Items listed in a dataset:
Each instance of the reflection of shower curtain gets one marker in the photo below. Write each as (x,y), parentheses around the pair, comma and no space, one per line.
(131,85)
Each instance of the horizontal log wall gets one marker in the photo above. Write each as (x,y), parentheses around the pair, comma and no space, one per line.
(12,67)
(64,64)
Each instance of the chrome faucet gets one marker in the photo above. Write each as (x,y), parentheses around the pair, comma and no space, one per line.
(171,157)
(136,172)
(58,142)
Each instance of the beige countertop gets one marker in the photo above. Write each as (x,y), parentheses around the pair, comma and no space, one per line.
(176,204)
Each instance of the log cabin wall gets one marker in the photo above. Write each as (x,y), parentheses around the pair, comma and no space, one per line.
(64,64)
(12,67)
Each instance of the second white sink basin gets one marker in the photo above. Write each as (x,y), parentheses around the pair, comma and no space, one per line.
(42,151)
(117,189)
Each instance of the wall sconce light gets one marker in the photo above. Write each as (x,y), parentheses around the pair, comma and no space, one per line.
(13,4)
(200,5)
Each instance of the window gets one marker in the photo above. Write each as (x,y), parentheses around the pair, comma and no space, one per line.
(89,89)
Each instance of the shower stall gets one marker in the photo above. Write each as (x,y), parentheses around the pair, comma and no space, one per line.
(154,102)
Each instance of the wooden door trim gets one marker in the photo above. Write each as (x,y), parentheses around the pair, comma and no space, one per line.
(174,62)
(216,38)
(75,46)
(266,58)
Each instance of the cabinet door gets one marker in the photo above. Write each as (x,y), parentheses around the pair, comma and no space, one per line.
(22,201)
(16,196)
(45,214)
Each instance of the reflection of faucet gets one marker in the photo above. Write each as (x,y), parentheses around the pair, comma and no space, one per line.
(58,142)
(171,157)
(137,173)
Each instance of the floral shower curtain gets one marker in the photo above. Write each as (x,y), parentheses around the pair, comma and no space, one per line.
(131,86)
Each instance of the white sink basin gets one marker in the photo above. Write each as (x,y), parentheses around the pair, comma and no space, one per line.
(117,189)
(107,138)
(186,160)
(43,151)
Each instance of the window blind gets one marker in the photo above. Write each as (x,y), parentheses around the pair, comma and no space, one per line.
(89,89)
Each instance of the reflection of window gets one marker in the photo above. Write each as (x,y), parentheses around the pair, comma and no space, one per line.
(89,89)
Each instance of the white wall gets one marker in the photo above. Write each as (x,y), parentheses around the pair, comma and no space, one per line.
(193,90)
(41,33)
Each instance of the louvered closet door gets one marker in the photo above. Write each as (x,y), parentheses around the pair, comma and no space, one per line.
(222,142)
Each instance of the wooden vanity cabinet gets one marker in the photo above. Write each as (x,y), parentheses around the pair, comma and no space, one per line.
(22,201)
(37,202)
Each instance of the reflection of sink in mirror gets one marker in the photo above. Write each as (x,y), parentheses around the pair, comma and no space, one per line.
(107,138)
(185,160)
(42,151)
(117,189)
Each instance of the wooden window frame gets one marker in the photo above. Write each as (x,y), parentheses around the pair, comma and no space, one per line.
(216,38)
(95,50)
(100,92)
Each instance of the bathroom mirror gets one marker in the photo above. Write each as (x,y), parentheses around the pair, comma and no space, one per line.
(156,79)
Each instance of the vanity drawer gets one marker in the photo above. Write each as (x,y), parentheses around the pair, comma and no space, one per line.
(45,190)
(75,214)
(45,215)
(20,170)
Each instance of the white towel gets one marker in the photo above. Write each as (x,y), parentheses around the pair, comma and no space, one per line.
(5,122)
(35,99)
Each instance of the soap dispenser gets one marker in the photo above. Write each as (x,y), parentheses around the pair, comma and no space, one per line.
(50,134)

_Problem to solve_: Retype each record exactly, leaving nothing out.

_Expected output_:
Each instance of the reflection of shower curtain gets one marker in the photo below. Write each as (x,y), parentheses around the pair, comma and no space, one per line.
(131,85)
Each instance of the horizontal log wall gets one marker in the photo above. Write each as (x,y), parentheses around the pair, comma and no space, one per line.
(12,67)
(64,64)
Each instance of the chrome faucet gets one marker in the photo above. Write each as (x,y), parentheses around the pair, comma and no space, one per line.
(171,157)
(136,172)
(58,142)
Each instance of the beige countertop gets one marker in the photo above. Write each as (x,y), parentheses around the pair, comma and no space, one per line.
(176,204)
Each instance of the log cabin wall gets one marker in the photo above. Write each as (x,y), parentheses around the pair, comma and no space, one per line.
(64,64)
(12,67)
Each instance of the second white sink basin gets one marker in the photo above. Write each as (x,y), parentheses around the pair, comma and no space, one per line.
(42,151)
(117,189)
Each instance of the wall sconce light gets one marker in the photo above. Write each as (x,y), parentheses around the pair, comma and no space, one per line.
(13,4)
(200,5)
Each instance of the window gets one marker in the photo above. Write each as (x,y), parentheses around the pair, comma and no space, one per line.
(89,89)
Each instance of the shower stall gets one marker in the photo above. Write each as (x,y), parentheses around the pair, comma and no space, one per line.
(154,102)
Each instance of the wooden door trim gets one marker in the photo above. Write each as (x,y), parentheses around the pair, comma and no space, one per line.
(174,62)
(216,38)
(75,46)
(266,58)
Each instance of the cabinet door gets one marker in the photo above. Write each as (x,y), parentheses around the pair, comma and no space, one per line.
(22,201)
(16,196)
(45,214)
Each instance of the reflection of faucet gets one marker in the photo above. Write each as (x,y), parentheses around the pair, comma and no space, one per line.
(58,142)
(171,157)
(137,173)
Each instance of the floral shower curtain gets one marker in the photo above. Write each as (x,y), parentheses around the pair, comma and no space, one per line.
(131,86)
Each instance of the white sink basin gets one marker in the photo above. Write each as (x,y), parentheses around the pair, comma and no space, one per line.
(117,189)
(107,138)
(186,160)
(43,151)
Each instance of the window blind gets one marker in the photo above. Write each as (x,y), parentheses around the pair, comma and no space, one per line.
(89,89)
Each instance of the reflection of window gets one marker in the photo above. Write each as (x,y), parentheses around the pair, comma and no space, one per line.
(89,89)
Each instance of the white wall gets one marker in the photo above. Write each as (x,y), parentheses around the pair, comma and no space, one per line.
(193,90)
(41,33)
Each instance of the louvered closet door gets one marker in the photo above. Write each as (x,y), parentheses around the pair, comma and no space, one per line.
(222,142)
Each instance of the wooden vanity cabinet gets one marker in the photo above. Write each as (x,y), parentheses around the pair, comma and no space, one per line.
(22,201)
(37,202)
Each instance of the reflection of sink in mirror gets one marker in the photo above. Write each as (x,y), parentheses around the pair, comma and no space, one per line.
(107,138)
(185,160)
(42,151)
(117,189)
Each instance of the wooden window frame gets one marker in the photo above. Write each as (x,y), parentheses around the pair, comma and no space, one per line.
(216,38)
(95,50)
(100,92)
Each instance of the bathroom mirror gets one marker in the photo above. Write each as (x,y), parentheses around the pair, comma and no space, one per line.
(156,79)
Each instance of the vanity drawer gets one marker in the photo above. Write each as (x,y), parentheses around the pair, comma and no space, one per line.
(45,190)
(75,214)
(45,215)
(20,170)
Each instance of the white towel gets one marker in the photo above. Write each as (x,y), parentheses around the pair, comma and no space, one per line.
(5,122)
(35,99)
Each instance of the soap dispenser gets one marker in the photo above. Write each as (x,y), parentheses around the pair, comma and no space, one per line.
(50,134)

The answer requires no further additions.